Dataset records:
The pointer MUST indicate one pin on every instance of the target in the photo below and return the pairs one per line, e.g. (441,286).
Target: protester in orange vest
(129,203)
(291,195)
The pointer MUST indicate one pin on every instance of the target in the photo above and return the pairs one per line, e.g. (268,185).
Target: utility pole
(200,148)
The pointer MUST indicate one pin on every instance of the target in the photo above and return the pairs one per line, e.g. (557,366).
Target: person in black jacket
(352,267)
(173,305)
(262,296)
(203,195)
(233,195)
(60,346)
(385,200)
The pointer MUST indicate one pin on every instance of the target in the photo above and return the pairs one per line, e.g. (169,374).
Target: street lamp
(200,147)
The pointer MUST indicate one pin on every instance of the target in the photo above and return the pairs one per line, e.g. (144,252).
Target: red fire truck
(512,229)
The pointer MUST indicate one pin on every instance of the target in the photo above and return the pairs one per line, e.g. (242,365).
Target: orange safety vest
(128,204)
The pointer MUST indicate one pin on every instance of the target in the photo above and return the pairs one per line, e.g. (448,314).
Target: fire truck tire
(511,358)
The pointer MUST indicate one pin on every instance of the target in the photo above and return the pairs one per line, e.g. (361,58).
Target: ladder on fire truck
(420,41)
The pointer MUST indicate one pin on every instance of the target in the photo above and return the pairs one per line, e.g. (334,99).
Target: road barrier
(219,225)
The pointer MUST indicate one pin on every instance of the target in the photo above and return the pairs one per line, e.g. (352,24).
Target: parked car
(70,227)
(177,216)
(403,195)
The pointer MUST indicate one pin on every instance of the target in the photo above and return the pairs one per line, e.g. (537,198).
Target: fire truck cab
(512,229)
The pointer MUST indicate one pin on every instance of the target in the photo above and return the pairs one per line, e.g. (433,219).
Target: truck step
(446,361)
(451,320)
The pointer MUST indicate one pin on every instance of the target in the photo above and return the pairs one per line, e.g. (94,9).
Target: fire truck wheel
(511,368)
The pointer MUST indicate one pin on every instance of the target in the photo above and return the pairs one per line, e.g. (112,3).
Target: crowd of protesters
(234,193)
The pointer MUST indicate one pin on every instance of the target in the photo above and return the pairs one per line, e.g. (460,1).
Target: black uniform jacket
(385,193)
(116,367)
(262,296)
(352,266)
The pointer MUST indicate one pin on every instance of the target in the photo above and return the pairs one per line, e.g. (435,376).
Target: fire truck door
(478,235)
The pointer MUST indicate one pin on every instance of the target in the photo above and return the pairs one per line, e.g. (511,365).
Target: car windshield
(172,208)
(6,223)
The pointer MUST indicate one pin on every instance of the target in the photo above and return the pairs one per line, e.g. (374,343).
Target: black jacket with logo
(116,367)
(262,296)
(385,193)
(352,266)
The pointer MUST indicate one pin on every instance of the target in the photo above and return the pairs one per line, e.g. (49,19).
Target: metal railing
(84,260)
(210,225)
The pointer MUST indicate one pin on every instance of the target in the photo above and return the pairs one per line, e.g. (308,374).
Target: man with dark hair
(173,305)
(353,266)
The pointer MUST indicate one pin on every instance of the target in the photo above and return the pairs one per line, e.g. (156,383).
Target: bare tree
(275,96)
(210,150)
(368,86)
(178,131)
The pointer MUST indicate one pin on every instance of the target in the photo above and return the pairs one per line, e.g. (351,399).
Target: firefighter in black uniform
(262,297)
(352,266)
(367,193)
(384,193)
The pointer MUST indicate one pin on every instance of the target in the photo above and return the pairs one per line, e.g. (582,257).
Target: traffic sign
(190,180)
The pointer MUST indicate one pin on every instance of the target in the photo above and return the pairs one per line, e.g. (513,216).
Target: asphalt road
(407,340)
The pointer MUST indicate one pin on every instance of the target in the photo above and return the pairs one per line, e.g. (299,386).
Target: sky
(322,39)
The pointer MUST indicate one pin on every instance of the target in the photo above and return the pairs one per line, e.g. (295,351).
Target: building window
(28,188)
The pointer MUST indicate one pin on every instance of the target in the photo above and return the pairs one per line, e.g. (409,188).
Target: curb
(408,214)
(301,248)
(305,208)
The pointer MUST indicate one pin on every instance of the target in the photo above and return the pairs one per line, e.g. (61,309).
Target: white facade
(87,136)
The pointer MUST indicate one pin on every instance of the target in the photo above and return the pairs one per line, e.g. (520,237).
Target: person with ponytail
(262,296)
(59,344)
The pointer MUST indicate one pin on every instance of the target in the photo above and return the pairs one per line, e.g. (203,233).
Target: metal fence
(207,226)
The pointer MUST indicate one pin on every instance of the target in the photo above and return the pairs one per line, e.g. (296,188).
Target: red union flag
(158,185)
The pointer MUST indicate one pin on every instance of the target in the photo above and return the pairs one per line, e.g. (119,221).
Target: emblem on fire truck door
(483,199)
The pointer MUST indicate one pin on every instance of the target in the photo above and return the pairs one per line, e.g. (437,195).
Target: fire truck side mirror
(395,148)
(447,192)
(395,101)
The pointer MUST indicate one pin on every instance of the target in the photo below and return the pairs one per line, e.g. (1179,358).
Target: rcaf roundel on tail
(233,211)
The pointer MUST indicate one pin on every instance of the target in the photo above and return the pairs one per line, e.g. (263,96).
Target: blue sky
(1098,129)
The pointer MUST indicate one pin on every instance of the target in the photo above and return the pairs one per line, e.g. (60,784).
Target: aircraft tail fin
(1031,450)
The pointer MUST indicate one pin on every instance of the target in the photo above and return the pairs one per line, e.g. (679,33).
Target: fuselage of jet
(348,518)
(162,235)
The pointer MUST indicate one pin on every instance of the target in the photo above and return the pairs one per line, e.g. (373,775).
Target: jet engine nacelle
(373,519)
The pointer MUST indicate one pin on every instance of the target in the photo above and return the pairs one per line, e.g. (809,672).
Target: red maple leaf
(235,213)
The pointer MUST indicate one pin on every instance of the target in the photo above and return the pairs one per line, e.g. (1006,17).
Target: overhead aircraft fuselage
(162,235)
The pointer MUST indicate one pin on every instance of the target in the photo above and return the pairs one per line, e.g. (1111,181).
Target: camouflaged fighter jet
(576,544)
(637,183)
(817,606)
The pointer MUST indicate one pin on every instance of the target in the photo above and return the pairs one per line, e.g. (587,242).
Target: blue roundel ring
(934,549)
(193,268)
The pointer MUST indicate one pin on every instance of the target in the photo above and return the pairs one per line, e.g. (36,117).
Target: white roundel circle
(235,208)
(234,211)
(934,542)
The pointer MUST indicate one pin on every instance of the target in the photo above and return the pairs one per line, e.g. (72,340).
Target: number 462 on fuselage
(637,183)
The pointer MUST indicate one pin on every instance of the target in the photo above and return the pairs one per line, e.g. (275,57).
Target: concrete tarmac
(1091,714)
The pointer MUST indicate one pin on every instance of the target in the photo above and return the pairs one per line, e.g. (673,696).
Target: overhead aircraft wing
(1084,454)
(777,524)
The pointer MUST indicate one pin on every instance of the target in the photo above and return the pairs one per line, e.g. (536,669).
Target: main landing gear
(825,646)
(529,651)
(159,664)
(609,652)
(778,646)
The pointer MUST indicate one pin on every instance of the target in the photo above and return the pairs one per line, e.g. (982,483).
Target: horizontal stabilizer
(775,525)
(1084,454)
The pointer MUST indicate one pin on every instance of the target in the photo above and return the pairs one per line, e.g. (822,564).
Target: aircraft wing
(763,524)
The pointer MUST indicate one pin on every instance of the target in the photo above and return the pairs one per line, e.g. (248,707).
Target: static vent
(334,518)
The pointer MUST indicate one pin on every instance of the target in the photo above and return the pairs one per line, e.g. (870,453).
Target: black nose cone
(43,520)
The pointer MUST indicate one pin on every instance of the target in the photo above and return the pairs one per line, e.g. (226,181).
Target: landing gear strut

EXERCISE BRIEF: Reproduce the entire listing above verbatim, line for line, from the first line to the last.

WRITTEN ANSWER:
The pointer MUST indicate one pin on every instance of the target in the photo below and return the pairs one per line, e.g. (441,286).
Target: protester in orange vest
(129,203)
(291,195)
The pointer MUST indicate one pin on every instance of the target in the photo above and return the pairs one per line, e.g. (268,185).
Target: utility pole
(200,148)
The pointer MUST indicate one pin on every instance of the target in the photo above and return the pairs one per line, e.g. (557,366).
Target: person in black jacket
(352,267)
(173,305)
(262,296)
(203,195)
(233,195)
(60,346)
(385,200)
The pointer MUST indicate one pin on every instance of the target in the photo above and return the pairs one per line, e.g. (169,374).
Target: street lamp
(200,147)
The pointer MUST indicate one pin on every instance of the target in the photo above and return the pairs one per line, e.g. (144,252).
Target: red fire truck
(512,229)
The pointer MUST indicate one pin on every instance of the target in the photo above and return the pairs one per line, e.g. (242,365).
Target: orange safety vest
(128,204)
The pointer MUST indicate one pin on every instance of the target in the photo above and return the pairs one per line, e.g. (448,314).
Target: fire truck tire
(511,358)
The pointer MUST indicate one pin on every instance of the target in the photo above and return the pairs one per line, e.g. (361,58).
Target: ladder on fire truck
(420,41)
The pointer MUST indicate one pin on every instance of the target in the photo above and return the pairs one per line, e.g. (334,99).
Target: road barrier
(219,225)
The pointer MUST indicate one pin on every instance of the target in the photo above and return the pairs one per line, e.g. (352,24).
Target: parked car
(70,227)
(177,216)
(403,195)
The pointer MUST indicate one pin on every instance of the target in the photo above and return the pairs one per line, e.g. (537,198).
Target: fire truck cab
(512,229)
The pointer MUST indicate one pin on every instance of the target in the photo above and return the pairs one per line, e.g. (433,219).
Target: truck step
(446,361)
(451,320)
The pointer MUST indicate one pin on every instance of the target in the photo above and return the pairs one per line, e.g. (94,9).
Target: fire truck wheel
(511,368)
The pointer MUST indicate one pin on every instance of the target in the photo above and return the pairs one per line, e.g. (112,3).
Target: crowd of protesters
(234,193)
The pointer MUST indicate one pin on every instance of the target in the photo above and return the pairs one per line, e.g. (460,1).
Target: black uniform jacket
(385,193)
(116,367)
(262,296)
(352,266)
The pointer MUST indicate one pin on every instance of the target in the photo above and return the pairs one per line, e.g. (435,376).
Target: fire truck door
(478,235)
The pointer MUST indicate one pin on every instance of the target in the photo above and return the pairs one per line, e.g. (511,365).
Target: car windshield
(172,208)
(6,223)
The pointer MUST indicate one pin on every instance of the target in the photo above and return the pairs one per line, e.g. (374,343).
Target: black jacket with logo
(116,367)
(262,296)
(385,193)
(352,266)
The pointer MUST indicate one pin on every instance of the target in the photo above and return the pairs one per line, e.g. (49,19).
Target: metal railing
(84,260)
(210,225)
The pointer MUST indicate one pin on every instance of the target in the photo above and return the pairs one per line, e.g. (308,374).
Target: man with dark hair
(173,305)
(353,266)
The pointer MUST indicate one pin on every instance of the target in the photo above and return the pairs one per line, e.g. (156,383).
Target: bare tree
(275,96)
(210,150)
(368,86)
(178,131)
The pointer MUST indicate one pin on every instance of the target in the photo above and return the pairs one per line, e.g. (351,399).
Target: firefighter in black uniform
(262,297)
(352,266)
(367,193)
(384,193)
The pointer MUST indicate one pin on every instance of the target in the photo above and return the pairs one per line, e.g. (582,257).
Target: traffic sign
(190,180)
The pointer MUST indicate one pin on every instance of the target in the photo above and return the pairs one per line, e.g. (513,216).
Target: asphalt road
(407,340)
The pointer MUST indicate one pin on every instance of the target in the photo above and return the pairs one per line, e.g. (299,386).
Target: sky
(322,39)
The pointer MUST indicate one pin on every instance of the target in the photo above and return the pairs one per line, e.g. (295,351).
Target: building window
(28,188)
The pointer MUST indicate one pin on every instance of the target in the photo above and return the pairs one per line, e.g. (409,188).
Target: curb
(408,214)
(301,248)
(305,208)
The pointer MUST indicate one pin on every instance of the target in the photo above and return the pairs one per line, e.g. (61,309).
Target: white facade
(87,136)
The pointer MUST indicate one pin on every instance of the target in the photo above and return the pairs one per line, e.g. (520,237).
Target: person with ponytail
(262,296)
(59,344)
The pointer MUST indicate one pin on every instance of the target in the photo above and return the pairs one per line, e.g. (203,233).
Target: metal fence
(207,226)
The pointer MUST indicate one pin on every instance of the target in the photo above and return the pairs one per line, e.g. (296,188).
Target: red union flag
(158,185)
The pointer MUST indicate one pin on every instance of the target in the photo above and return the pairs one per line, e.g. (119,221).
Target: emblem on fire truck door
(483,199)
The pointer MUST indicate one pin on every instance of the target in the photo above and return the pairs one per line, e.g. (437,195).
Target: fire truck side mirror
(395,148)
(447,192)
(395,101)
The pointer MUST indicate one pin on every instance of the target in the photo below and return the pairs one per line, e.g. (1179,358).
Target: rcaf roundel on tail
(233,211)
The pointer MUST indicate one pin on every instance of the target in the photo above and return the pairs one per line, e.g. (263,96).
Target: blue sky
(1098,129)
The pointer MUST indicate one pin on every instance of the target in the photo above and return the pairs one per line, e.g. (60,784).
Target: aircraft tail fin
(1031,450)
The pointer MUST indicate one pin on every instance of the target in the photo above and return the pairs one per line, e.g. (679,33).
Target: fuselage of jet
(348,518)
(162,235)
The pointer MUST indicate one pin on every instance of the target in the photo above and return the pairs one per line, e.g. (373,775).
Target: jet engine nacelle
(373,519)
The pointer MUST indicate one pin on every instance of the target in the photo above and return the pairs one per line, e.g. (809,672).
Target: red maple leaf
(235,213)
The pointer MUST indicate one pin on every instance of the target in the photo above and return the pairs one per line, e.g. (1006,17).
Target: overhead aircraft fuselage
(162,235)
The pointer MUST indicate one pin on every instance of the target in the photo above and return the pairs one per line, e.g. (1111,181).
Target: camouflaged fighter jet
(576,544)
(637,183)
(817,606)
The pointer MUST indicate one pin on every instance of the target in the photo above and return the pairs one per line, e.g. (587,242).
Target: blue roundel ring
(934,549)
(193,268)
The pointer MUST indicate one pin on every instance of the target in the photo above and return the pairs one per line, e.g. (36,117).
Target: white roundel circle
(235,208)
(234,211)
(934,542)
The pointer MUST indicate one pin on every instance of the target in the photo above and return the pairs one per line, e.g. (72,340).
Target: number 462 on fuselage
(637,183)
The pointer MUST indicate one pin on every instance of the target in the photo above and return the pairs one per line, e.g. (275,57).
Target: concrete tarmac
(1091,714)
The pointer MUST indicate one pin on every instance of the target in the photo above and return the pairs one per line, e.g. (673,696).
Target: overhead aircraft wing
(1084,454)
(777,524)
The pointer MUST indicate one pin on every instance of the target in the photo above and return the pairs one per line, e.g. (536,669).
Target: main landing gear
(825,646)
(529,651)
(159,664)
(609,652)
(778,646)
The pointer MUST indicate one pin on every instance of the target in the photo above and return the pairs one per line, e.g. (982,483).
Target: horizontal stabilizer
(775,525)
(1084,454)
The pointer MUST indicate one pin on every instance of the target in the photo above and return the pairs one per line, e.g. (822,564).
Target: aircraft wing
(763,524)
The pointer MUST indicate one pin on every instance of the target in the photo above and return the pairs one per line, e.g. (248,707).
Target: static vent
(334,518)
The pointer MUST indicate one pin on every instance of the target in the photo above and return the pairs one per line, e.g. (870,453).
Target: black nose cone
(43,520)
The pointer MUST indicate one pin on every instance of the target in the photo above and return the pairs one per line, e.g. (226,181).
Target: landing gear strut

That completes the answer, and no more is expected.